* Work to complete *
1 > In the news briefs about Channel One and the University of Pennsylvania, how much does the university pledge to spend to increase its enrollment of Philadelphia students?
2 > Carry on the news briefs about Channel One and the University of Pennsylvania, picking up after their final sentence.
===== Text provided
Judge Jeremy Fogel of Santa Clara County Superior Court heard further motions late last month in the lawsuit brought by the state education department against the East Side Union high school district in San Jose for its use of Channel One, the commercially sponsored daily news show for teenagers.

In an initial ruling in September, the judge declined to ban the program from the San Jose schools, but he said he remained concerned about the impact of the two minutes of advertising included in each daily Channel One telecast. (See Education Week, Sept. 16, 1992.)

Officials of the district and Whittle Communications, the producer of Channel One, said at the time that they had no problem with the judge's ruling, which included the provision that students be allowed to opt out of viewing the show.

However, both the district and Whittle later filed motions arguing that the judge was usurping school board authority by imposing the opt-out requirement.

In an oral ruling on Oct. 29, Judge Fogel declined to reconsider that requirement for San Jose students, but he also turned down the education department's request that the condition be imposed on other districts throughout the state.

The judge reiterated that he was studying the impact of the advertising on the students and said he would issue a final order in the case later this month.

The University of Pennsylvania and the city of Philadelphia have reached an agreement under which the institution will beef up its efforts to recruit city students.

Under the agreement, which will go into effect next September, the university pledges to spend nearly $4.8 million to increase the number of enrolled students from Philadelphia to 500 by the 1997-98 academic year.

The university also agrees to maintain its number of Mayor's Scholarships, which go to some top-achieving students in the city, at 125. Currently, those student are offered an aid package that included loans. Under the agreement, those students will receive an aid package that meets their total financial need without loan obligation.

Other Philadelphians accepted under the agreement will receive $500 on top of their regular aid package.

The agreement comes just four weeks before the city and the university are scheduled to defend their recruitment of Philadelphia students in a trial on Nov. 23.
==========
===== Recorded data
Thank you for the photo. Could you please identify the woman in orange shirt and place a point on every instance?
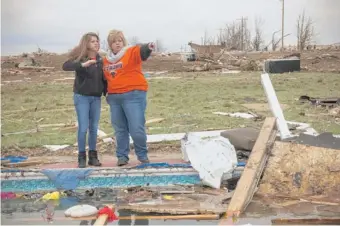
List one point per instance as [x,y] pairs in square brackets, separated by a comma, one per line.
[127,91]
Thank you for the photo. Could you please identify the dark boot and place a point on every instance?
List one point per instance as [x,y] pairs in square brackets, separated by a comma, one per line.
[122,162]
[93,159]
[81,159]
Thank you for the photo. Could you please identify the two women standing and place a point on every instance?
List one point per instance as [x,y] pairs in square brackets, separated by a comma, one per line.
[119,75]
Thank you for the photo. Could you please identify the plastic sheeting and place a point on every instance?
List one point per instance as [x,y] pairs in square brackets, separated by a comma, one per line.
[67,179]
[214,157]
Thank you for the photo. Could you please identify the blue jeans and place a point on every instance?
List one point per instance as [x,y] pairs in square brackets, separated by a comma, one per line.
==========
===== Recorded data
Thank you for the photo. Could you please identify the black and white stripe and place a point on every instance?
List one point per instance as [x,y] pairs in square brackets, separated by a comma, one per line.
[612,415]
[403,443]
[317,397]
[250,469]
==========
===== Recorded data
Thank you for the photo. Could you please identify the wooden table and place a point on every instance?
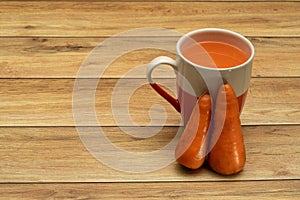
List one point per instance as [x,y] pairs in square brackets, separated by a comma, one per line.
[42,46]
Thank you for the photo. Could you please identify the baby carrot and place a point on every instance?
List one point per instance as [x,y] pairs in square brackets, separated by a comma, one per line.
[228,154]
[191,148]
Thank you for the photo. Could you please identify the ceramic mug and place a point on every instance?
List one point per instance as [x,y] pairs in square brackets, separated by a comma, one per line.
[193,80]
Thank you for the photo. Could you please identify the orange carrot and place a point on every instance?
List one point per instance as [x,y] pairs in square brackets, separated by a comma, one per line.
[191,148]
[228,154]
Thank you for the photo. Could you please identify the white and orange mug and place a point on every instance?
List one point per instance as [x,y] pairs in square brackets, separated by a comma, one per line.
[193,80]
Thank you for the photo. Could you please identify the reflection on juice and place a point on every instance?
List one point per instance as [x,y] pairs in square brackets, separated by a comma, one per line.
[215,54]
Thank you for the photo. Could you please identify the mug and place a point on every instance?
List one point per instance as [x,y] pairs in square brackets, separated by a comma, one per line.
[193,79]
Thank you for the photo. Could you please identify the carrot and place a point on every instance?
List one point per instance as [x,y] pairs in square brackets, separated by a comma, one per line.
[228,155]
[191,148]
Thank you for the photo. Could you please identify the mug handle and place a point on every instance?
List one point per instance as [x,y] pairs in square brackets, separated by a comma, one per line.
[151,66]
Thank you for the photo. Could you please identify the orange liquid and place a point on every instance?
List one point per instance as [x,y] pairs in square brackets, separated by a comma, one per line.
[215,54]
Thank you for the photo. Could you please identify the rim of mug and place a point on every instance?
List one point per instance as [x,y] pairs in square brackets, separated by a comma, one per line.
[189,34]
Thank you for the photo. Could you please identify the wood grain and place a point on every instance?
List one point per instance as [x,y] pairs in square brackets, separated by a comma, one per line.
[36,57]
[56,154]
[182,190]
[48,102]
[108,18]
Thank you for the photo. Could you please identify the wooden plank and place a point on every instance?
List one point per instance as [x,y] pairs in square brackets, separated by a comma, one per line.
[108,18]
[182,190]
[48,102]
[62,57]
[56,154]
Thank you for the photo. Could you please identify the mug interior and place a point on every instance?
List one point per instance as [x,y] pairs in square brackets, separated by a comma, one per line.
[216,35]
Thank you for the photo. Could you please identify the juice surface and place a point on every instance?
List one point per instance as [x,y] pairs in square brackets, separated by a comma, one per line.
==========
* Outputs *
1 > Nearly $4.8 million.

2 >
The Public Interest Law Center of Philadelphia has filed a lawsuit charging that, under city ordinance, the university must award 125 scholarships each year to Philadelphia students, rather than simply maintain 125 scholarships at any one time. The defendants dispute that interpretation. (See Education Week, Sept. 30, 1992.)

Officials of the Massachusetts Institute of Technology have filed an appeal of a federal court ruling that the school's financial-aid practices violate federal antitrust laws.

The institute announced last week that it had filed an appeal with the U.S. Court of Appeals for the Third Circuit in Philadelphia.

In September, U.S. District Judge Louis C. Bechtle held that M.I.T. broke federal law by colluding with the eight Ivy League Universities to fix the amount of financial aid they awarded students. (See Education Week, Sept. 9, 1992.)

The judge upheld the government's charges that the members of the so-called "overlap group'' violated the Sherman Antitrust Act by meeting regularly since the late 1950's to discuss applicants they had in common and, in some cases, to settle on the amount of financial aid they would offer each applicant.

The judge rejected the school's argument that its participation in the group served to promote its policies of need-blind admissions and need-based aid distribution.

The eight Ivies signed a consent agreement in May 1991 to stop sharing information on individual applicants, but M.I.T. chose to go to trial.